* Aim of the exercise:
Transcribe each of the records below exactly, excluding all pictures.

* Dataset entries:
-- START --
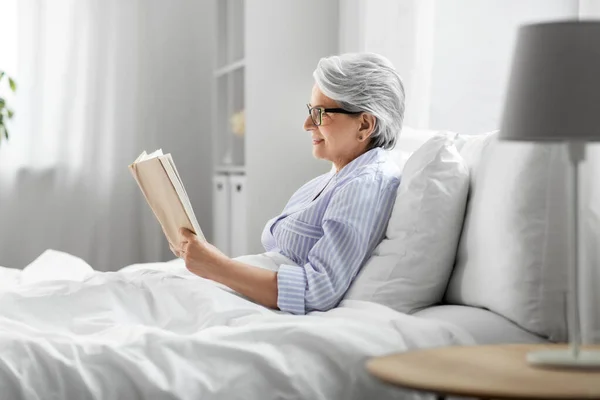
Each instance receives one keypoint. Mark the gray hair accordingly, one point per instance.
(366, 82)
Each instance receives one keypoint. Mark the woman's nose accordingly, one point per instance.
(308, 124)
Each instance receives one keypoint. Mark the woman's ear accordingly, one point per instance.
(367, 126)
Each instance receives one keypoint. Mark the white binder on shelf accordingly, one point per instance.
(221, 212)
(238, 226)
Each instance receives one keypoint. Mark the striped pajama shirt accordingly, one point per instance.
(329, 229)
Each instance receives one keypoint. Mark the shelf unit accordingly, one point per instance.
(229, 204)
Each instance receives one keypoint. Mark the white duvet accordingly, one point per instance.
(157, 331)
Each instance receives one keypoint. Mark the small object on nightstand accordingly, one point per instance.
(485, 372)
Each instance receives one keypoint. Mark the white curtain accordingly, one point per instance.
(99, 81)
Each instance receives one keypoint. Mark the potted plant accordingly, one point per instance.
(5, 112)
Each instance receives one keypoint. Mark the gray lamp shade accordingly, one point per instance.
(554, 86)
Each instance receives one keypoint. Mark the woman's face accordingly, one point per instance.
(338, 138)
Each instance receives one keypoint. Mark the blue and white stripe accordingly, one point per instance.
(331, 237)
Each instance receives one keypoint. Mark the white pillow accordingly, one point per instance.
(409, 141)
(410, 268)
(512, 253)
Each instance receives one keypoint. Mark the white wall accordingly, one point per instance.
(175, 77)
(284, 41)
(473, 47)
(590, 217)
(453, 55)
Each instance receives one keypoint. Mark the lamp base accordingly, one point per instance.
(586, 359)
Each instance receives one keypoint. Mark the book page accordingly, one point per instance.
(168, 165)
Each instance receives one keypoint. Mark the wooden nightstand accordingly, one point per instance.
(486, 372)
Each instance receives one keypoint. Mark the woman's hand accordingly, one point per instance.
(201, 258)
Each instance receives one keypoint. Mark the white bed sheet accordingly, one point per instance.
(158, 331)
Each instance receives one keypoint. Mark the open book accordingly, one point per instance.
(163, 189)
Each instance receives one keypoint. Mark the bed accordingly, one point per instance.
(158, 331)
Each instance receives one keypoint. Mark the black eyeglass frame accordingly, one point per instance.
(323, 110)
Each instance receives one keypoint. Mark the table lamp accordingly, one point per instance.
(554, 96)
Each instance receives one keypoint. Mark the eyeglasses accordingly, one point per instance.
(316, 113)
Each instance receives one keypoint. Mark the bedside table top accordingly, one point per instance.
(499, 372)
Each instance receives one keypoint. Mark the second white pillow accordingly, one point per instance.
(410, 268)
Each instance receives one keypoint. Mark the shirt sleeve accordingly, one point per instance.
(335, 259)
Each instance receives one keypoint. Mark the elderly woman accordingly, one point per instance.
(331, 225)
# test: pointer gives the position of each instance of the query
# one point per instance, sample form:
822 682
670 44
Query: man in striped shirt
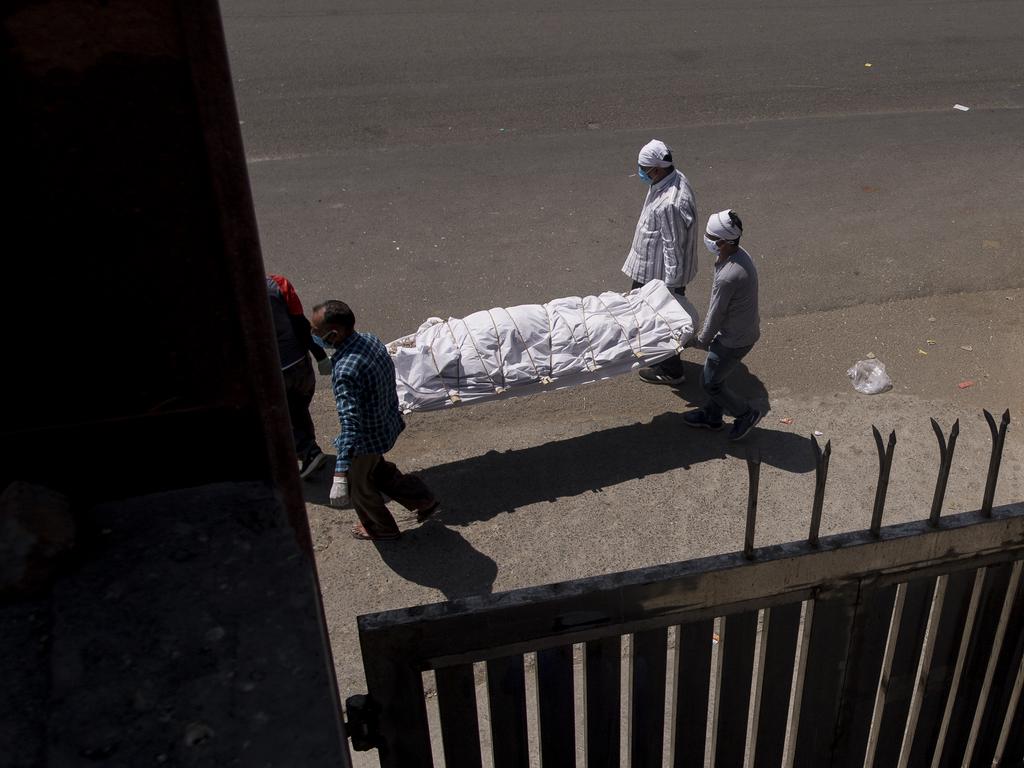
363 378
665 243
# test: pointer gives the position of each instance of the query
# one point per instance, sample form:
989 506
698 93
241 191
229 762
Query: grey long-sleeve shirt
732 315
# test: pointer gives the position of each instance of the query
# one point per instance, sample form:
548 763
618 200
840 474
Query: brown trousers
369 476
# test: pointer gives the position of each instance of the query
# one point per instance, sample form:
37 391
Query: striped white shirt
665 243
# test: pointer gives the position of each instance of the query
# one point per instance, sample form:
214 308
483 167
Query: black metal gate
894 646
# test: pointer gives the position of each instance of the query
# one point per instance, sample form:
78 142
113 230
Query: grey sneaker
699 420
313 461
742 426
-- END --
* Solution:
Each instance receives one keypoint. Mark the gray hair accordingly, one point per instance.
(366, 82)
Each instance receives one keypoint. Mark the woman's nose accordingly, one point per instance.
(308, 124)
Each instance receives one keypoint. Mark the woman's ear accordingly, one point per instance.
(367, 126)
Each instance receives one keypoint. Mark the white binder on shelf accordingly, one point per instance.
(221, 212)
(238, 226)
Each instance receives one keypoint. Mark the striped pajama shirt accordingly, one point per instance.
(329, 229)
Each instance receives one keypoint. Mark the shelf unit accordingly, one point per instance.
(229, 204)
Each instance receives one keypoint. Mark the white duvet accordingly, one point per instance.
(157, 331)
Each instance receives one keypoint. Mark the small object on nightstand accordingly, one point per instance.
(485, 372)
Each instance receives one keypoint. Mark the white curtain accordingly, one point per instance.
(99, 81)
Each instance receives one keypoint. Mark the potted plant accordingly, one point per instance.
(5, 112)
Each instance receives one keypoint. Mark the gray lamp shade accordingly, one point per instance.
(554, 86)
Each instance receives one keypoint. Mark the woman's face accordingly, one point per instance.
(338, 138)
Each instance receives one keypoint. Mark the blue and white stripe accordingly, one point per instance.
(331, 237)
Each instance receives one keypoint. Mark the white pillow accordingly, one point per instance.
(409, 141)
(410, 268)
(512, 253)
Each instance receives one keypoint. Mark the white wall accordingly, one point per instance.
(175, 77)
(284, 41)
(473, 47)
(590, 217)
(453, 55)
Each instance receives one keypoint. Mark the lamp base accordingly, one point per instance.
(586, 359)
Each instance receives one keypoint. Mark the book page accordingly, one point per instance.
(168, 165)
Each instance receives one keypoint. Mark the wooden nightstand accordingly, one point per instance.
(486, 372)
Each instance receives one keypoint. Mark the woman's hand accordingly, one point per instance.
(201, 258)
Each instance receives one keypoint. Mark the white bed sheet accordingly, one point per instance.
(158, 331)
Each instance receives one keypoint. Mark the open book accordingly, one point per instance.
(163, 189)
Each instance receives one keypoint. Mark the bed accordingly, one point per instance.
(158, 331)
Each instance receives one keypoint. Mark the black eyeglass frame accordingly, one point per instance.
(323, 110)
Each instance receives one keypoint. Mark the table lamp accordingly, one point per instance.
(554, 96)
Each instance receives one keypoint. Mark the eyeglasses accordingly, one point per instance.
(316, 113)
Each instance receives one keypoint. Mark the bedside table top accordingly, one point per instance.
(499, 372)
Each instance receives one keypoint. Mark the second white pillow accordingly, one point per instance.
(410, 268)
Each instance receives one keypoint. Mark the shirt sleeve accordingly, one point per instance.
(335, 259)
Each instance receives one keypoint. Mark the elderly woman accordingly, one point per instance.
(331, 225)
# test: pointer gives the position of each instance of the query
# one point per instance, sample form:
822 682
670 44
Query: man in striped shirt
363 378
665 243
# test: pointer gives the position of each instance of the query
# one point per instance, sample form:
989 506
698 93
241 191
229 762
Query: grey long-sleeve shirt
732 315
# test: pointer gives the position of each instance of the query
# one point per instance, sample form:
548 763
618 200
840 474
Query: brown trousers
369 476
# test: pointer gives the position of each instance of the query
# one point per instance, sample form:
37 391
Query: striped white shirt
665 243
# test: pointer gives the position of each instance of the query
# one point per instance, sample form:
214 308
483 167
Query: black metal gate
894 646
# test: pointer gives the position of each instance of the query
# one point per instance, sample form:
78 142
113 230
Query: grey sneaker
699 420
313 461
742 426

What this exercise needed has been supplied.